*What the task requires*: Below are the entries; transcribe them exactly and drop every picture.

[Start of Attachment]

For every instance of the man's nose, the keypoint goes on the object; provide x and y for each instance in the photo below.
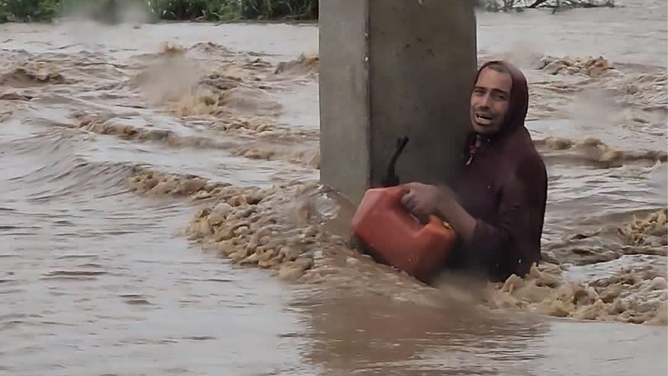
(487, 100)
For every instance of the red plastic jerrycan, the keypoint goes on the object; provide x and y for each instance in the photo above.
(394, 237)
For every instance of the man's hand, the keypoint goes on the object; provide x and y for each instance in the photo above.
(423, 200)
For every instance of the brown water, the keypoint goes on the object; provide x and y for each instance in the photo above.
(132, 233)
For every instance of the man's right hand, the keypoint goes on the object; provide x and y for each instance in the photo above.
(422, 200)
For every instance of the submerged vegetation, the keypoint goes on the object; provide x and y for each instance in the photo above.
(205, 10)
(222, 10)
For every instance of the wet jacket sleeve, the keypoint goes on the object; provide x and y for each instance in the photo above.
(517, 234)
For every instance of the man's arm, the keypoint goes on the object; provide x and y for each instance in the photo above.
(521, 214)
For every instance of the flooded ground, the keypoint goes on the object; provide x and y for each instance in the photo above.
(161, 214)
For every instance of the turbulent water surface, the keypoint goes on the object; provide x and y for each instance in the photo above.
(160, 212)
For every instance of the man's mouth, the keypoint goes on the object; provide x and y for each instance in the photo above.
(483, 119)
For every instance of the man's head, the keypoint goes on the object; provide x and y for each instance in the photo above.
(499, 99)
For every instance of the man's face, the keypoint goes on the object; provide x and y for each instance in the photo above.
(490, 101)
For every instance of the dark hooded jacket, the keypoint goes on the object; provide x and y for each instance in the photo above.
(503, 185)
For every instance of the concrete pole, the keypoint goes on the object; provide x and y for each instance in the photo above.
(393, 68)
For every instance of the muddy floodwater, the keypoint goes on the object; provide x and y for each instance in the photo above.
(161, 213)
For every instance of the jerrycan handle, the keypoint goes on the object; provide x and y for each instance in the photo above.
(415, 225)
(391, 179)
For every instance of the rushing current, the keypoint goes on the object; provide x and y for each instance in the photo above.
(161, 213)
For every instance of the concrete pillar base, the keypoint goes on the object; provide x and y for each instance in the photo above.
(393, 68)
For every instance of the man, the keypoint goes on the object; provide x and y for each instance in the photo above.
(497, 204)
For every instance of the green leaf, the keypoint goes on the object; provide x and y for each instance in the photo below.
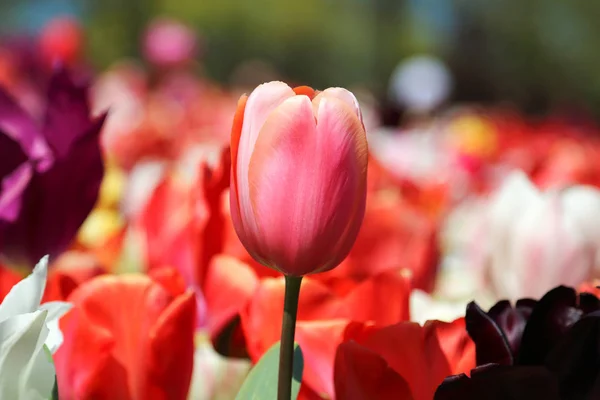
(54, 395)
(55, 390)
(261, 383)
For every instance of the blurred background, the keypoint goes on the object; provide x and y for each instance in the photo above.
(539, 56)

[End of Attachment]

*Answer to the problem*:
For every instance of the man's nose, the keypoint goes on the object; provide x and y for each instance in the photo below.
(487, 100)
For every instance of the red plastic jerrycan, the keypoint goes on the object; provide x and y for each instance in the photo above.
(394, 237)
For every instance of the man's hand, the keypoint goes on the object; provide x and y for each instance in the photo above.
(423, 200)
For every instance of the brown water, the keypoint goes on the object; provide x and y for each instance in the photo above.
(132, 233)
For every instance of the man's right hand, the keypoint goes on the object; provide x and y for each instance in the photo above.
(422, 200)
For every instance of the submerged vegetation, the keypoint goes on the object; provide x and y for each instance in the photo above.
(205, 10)
(222, 10)
For every instance of the wet jacket sleeve, the keypoint goes on the object; provide x and y for each instance in the photo above.
(517, 234)
For every instance of the man's arm, the keypoint goes on the object; provide x and y for each instance in the photo above.
(521, 214)
For every instance of the flooded ground, the keypoint goes on the object; provide x and y for each instance in the photo above.
(161, 214)
For every instance of the turbulent water surface, the keypoint goes on the object; provide x and y for each instance in the photo above.
(160, 212)
For every instance of the man's mouth, the keypoint goes on the object; provide x and y for each instance in the photo above.
(483, 119)
For every instance of the man's head, the keypoint goes on the object; provide x and y for each instance in the photo above.
(499, 99)
For every instance of the man's face, the keypoint goes on the object; provide x and y for each instance in the photo above.
(490, 101)
For every instance of the dark hooded jacket, the keypoint goes on the object; provide x and y for each instance in the photo above.
(503, 185)
For every instance of the concrete pole, the keypoint goes on the object; provide x and y for each instance in the photo above.
(393, 68)
For every instance of the muddy floodwater, the keypoint goes on the object; provide x and y for each instance in the photo above.
(161, 213)
For every instance of the jerrycan handle, the keypoint goes on the object; provide x and y for each instance in the photo above.
(415, 225)
(391, 179)
For every instance of the rushing current, the keypoint goes on the object; provide x and y for each instance in the photo above.
(161, 213)
For every instance of the concrete pillar base, the keypoint goes on the object; provide x and y for each instance in the photo above.
(393, 68)
For every instance of the man, the keypoint goes on the object; provide x and y for each instance in the photo above.
(497, 204)
For every instance of the green leaf, the keypoint goes on the object; provide x and y for each instance in the photo below.
(54, 395)
(55, 390)
(261, 383)
For every instance of the blurred background, the keypoint goes on the object; provide x and y for each instance in the photo above.
(539, 56)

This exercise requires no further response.